Work instructions ▸
#1 Retype the film review starting at "The film begins" and ending at "stay of execution.".
#2 Answer these from the film review:
(a) Which song plays in the opening bar scene?
(b) What two jobs does Jack Gramm hold?
(c) What nickname is Jon Forster known by?
#3 Carry on the film review from the point where it stops.

Extracted text ▸
———

{grate 2} The opening of Jon Avnet’s psych thriller plops a drunken Al
Pacino in the middle of a crowded college-age bar, where he shimmy-shakes to a
clubbed-up remix of Usher’s “Yeah.” For the next “88 Minutes,” he’ll stretch
his rip ‘n’ roar style as far as it can go, but isn’t mixing Usher and Pacino
bad enough? The film implodes as time ticks away, failing to drum up enough
nuggets to tantalize until the inevitable end; we instead do our own countdown,
wanting to purge ourselves of whatever secret Pacino is chasing.
The film begins during a let-loose night for Pacino’s Jack
Gramm, a forensic psychiatrist and college professor who is celebrating the
impending execution of Jon Forster, who strings up women and bleeds them dry as
the serial-killing “Seattle Slayer.” Gramm’s testimony as a psychiatrist was
key to locking Forster away, so while the tipsy prof rubs elbows barside with
enamored 20-year-old students, Forster feeds his lust for vengeful
machinations. Life unravels for Gramm when, the next day, the FBI comes
knocking, his students start dying and Forster receives a stay of execution.
And of course, the biggest problem is the call with the gravely voice: “You
have 88 minutes to live. Tick-tock.”

———

Provided data ▸
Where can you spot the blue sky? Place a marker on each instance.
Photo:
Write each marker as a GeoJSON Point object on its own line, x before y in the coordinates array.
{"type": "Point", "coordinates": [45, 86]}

———

Outputs for the tasks ▸
#1
The film begins during a let-loose night for Pacino’s Jack
Gramm, a forensic psychiatrist and college professor who is celebrating the
impending execution of Jon Forster, who strings up women and bleeds them dry as
the serial-killing “Seattle Slayer.” Gramm’s testimony as a psychiatrist was
key to locking Forster away, so while the tipsy prof rubs elbows barside with
enamored 20-year-old students, Forster feeds his lust for vengeful
machinations. Life unravels for Gramm when, the next day, the FBI comes
knocking, his students start dying and Forster receives a stay of execution.

#2
(a) A clubbed-up remix of Usher's "Yeah."
(b) Forensic psychiatrist and college professor.
(c) The "Seattle Slayer."

#3
As a filmic device, Avnet’s countdown does little to tense
up the drama or animate the characters. Gramm keeps the death threat to himself
for much of the film, zipping around
dreary sceneries in a scramble for clues. The supporting characters zip too,
but only around Gramm himself, needlessly pecking at him like flies at a trap
before they get ensnared in strings of glue and glop.
It’s hard not to be mesmerized as Pacino navigates the
screen. His presence is absolute in “88 Minutes,” straddling every scene and
nearly every line. Avnet doesn’t leash the hot-blooded Pacino, letting him
throw his impulsive stagecraft around, particularly in gleeful moments when
Gramm faces down Forster. But the best Pacino has always proved to be a more
muted one, when he was icy as Michael in “The Godfather” or calculating as Will
Dormer in “Insomnia.” Avnet’s Pacino lacks that underhanded fortitude, partly
because his character doesn’t take the time to sit and stew, but mostly because
he devours the film’s weaker side characters with his frenetic, all-engulfing
aura.
Avnet resurrects bad TV with the supporting cast, bringing
in Amy Brenneman (“Judging Amy”) and Alicia Witt (“Law & Order: Criminal
Intent”) as Pacino’s partners in his race against time. The two give terribly
coined performances: Brenneman as Gramm’s gay secretary Shelly Barnes and Witt
as his cutesy student Kim Cummings. More characters come into play as the clock
ticks on and Gramm’s suspect list grows longer. The culprit could be the other
lesbian Lauren Douglas, Gramm’s sharpest student, played by Leelee Sobieski. Or
it could be his most outspoken one, Mike Stempt played by another bad TV
veteran Benjamin McKenzie (“The OC”). Even with the structure of time, the
film’s many red herrings writhe around each other in too jumbled a manner. By
the end of “88 Minutes,” Avnet’s big reveal halts a ride that started oddly,
dipped around in the middle, then slowed to a stop — it’s not the track a
thriller should follow.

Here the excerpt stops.